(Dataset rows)
- - -
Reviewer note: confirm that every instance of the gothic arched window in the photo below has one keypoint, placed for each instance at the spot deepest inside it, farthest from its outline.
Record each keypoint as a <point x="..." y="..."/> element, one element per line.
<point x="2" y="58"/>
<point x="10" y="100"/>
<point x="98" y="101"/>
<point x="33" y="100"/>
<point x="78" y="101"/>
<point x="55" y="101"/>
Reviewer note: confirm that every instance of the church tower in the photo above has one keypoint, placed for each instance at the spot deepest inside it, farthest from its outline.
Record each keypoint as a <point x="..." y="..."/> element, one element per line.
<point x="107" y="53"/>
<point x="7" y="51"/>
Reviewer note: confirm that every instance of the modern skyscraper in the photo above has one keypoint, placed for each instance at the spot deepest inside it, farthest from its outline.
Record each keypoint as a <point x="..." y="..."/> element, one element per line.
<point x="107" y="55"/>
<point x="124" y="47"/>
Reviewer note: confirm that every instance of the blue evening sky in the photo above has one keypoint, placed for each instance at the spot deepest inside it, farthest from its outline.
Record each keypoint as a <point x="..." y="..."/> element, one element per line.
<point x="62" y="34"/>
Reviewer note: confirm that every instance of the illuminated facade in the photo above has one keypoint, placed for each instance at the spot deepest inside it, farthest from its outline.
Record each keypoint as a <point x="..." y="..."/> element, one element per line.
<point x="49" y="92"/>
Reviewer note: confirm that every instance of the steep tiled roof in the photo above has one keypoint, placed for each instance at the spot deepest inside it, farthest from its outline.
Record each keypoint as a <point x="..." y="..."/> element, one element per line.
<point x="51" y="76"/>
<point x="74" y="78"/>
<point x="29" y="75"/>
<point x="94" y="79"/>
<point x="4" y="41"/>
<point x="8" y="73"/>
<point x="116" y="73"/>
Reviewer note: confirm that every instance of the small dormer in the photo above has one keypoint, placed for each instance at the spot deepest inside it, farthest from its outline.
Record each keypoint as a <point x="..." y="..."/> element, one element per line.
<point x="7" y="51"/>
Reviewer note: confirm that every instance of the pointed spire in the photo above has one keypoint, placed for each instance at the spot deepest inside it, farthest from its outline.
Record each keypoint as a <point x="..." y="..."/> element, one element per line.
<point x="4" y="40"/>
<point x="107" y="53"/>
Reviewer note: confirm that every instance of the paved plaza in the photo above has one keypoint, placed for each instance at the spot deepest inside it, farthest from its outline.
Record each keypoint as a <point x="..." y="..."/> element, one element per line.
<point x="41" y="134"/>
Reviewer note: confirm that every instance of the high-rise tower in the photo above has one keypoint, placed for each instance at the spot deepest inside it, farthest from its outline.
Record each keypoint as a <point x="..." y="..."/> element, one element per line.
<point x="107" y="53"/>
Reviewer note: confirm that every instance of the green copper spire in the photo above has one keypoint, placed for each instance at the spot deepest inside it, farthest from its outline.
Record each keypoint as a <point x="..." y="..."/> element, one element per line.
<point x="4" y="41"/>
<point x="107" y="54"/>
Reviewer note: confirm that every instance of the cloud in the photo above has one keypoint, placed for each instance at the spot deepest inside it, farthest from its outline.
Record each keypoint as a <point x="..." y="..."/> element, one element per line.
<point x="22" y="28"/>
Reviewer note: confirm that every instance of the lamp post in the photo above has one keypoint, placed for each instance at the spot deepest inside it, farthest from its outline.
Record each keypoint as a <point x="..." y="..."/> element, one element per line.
- - -
= DIRECTIONS FOR THIS TASK =
Copy the material above word for word, keeping every line in its original order.

= RESPONSE TO THE EXERCISE =
Reviewer note: confirm that every instance of the gothic arched window in the photo below has one keypoint, placed for each instance at the spot deepest inside it, farthest from its outline.
Record each keypoint as a <point x="..." y="..."/> element, one element per line.
<point x="2" y="58"/>
<point x="10" y="100"/>
<point x="98" y="101"/>
<point x="33" y="100"/>
<point x="78" y="101"/>
<point x="55" y="101"/>
Reviewer note: confirm that every instance of the church tower in the photo above has one keypoint, placed for each instance at the spot deepest inside it, farthest from its outline.
Record each keypoint as a <point x="..." y="..."/> element, one element per line.
<point x="107" y="53"/>
<point x="7" y="51"/>
Reviewer note: confirm that every instance of the modern skyscraper in the photo above has one keypoint, placed for each instance at the spot deepest inside it, farthest from its outline.
Record each keypoint as a <point x="..." y="..."/> element, one element per line.
<point x="107" y="55"/>
<point x="124" y="47"/>
Reviewer note: confirm that every instance of the blue evening sky in the photo above has one keypoint, placed for each instance at the spot deepest inside it, farthest from its outline.
Record each keypoint as a <point x="..." y="..."/> element, one element per line.
<point x="62" y="34"/>
Reviewer note: confirm that every instance of the illuminated facade in the photo above has one keypoint, placed for each instance at the spot deepest inside it, farthest from its outline.
Record each keypoint as a <point x="..." y="..."/> element, one element per line.
<point x="49" y="92"/>
Reviewer note: confirm that every instance of the steep tiled roof in the photo above has one keypoint, placed for each instance at the spot deepest inside it, farthest from its outline.
Record each keypoint as a <point x="..." y="..."/> element, one element per line.
<point x="51" y="76"/>
<point x="74" y="78"/>
<point x="29" y="75"/>
<point x="94" y="79"/>
<point x="4" y="41"/>
<point x="8" y="73"/>
<point x="116" y="73"/>
Reviewer note: confirm that every instance of the small dormer in the photo above has one keypoint, placed for each instance at the spot deepest inside it, farthest from its outline.
Record each keypoint as a <point x="..." y="..."/> element, one element per line.
<point x="7" y="51"/>
Reviewer note: confirm that every instance of the pointed spire in the photo above has one keypoint, placed for each instance at the spot deepest inside it, farthest from its outline.
Record each keypoint as a <point x="..." y="..."/> element, one element per line.
<point x="4" y="40"/>
<point x="107" y="53"/>
Reviewer note: confirm that every instance of the paved plaza in the photo above has one keypoint, placed for each instance at the spot deepest inside it, farthest from its outline.
Record each keypoint as a <point x="..." y="..."/> element, one element per line.
<point x="41" y="134"/>
Reviewer note: confirm that every instance of the high-rise tower in the photo above has one keypoint, placed for each instance at the spot deepest inside it, farthest from its outline.
Record each keypoint as a <point x="..." y="..."/> element, one element per line.
<point x="107" y="53"/>
Reviewer note: confirm that every instance of the green copper spire in the photo above has one keypoint, placed for each instance at the spot deepest inside it, farthest from its outline.
Record each keypoint as a <point x="..." y="..."/> element, one element per line.
<point x="4" y="41"/>
<point x="107" y="54"/>
Reviewer note: confirm that every instance of the cloud in the photo above has one keypoint, placed for each instance at the spot deepest inside it, farthest from its outline.
Record each keypoint as a <point x="..." y="..."/> element, one element per line.
<point x="22" y="28"/>
Reviewer note: confirm that every instance of the lamp post in the photo above has one keypoint, placed for each instance at the spot deepest inside it, farthest from its outline.
Record each keypoint as a <point x="..." y="..."/> element, one element per line.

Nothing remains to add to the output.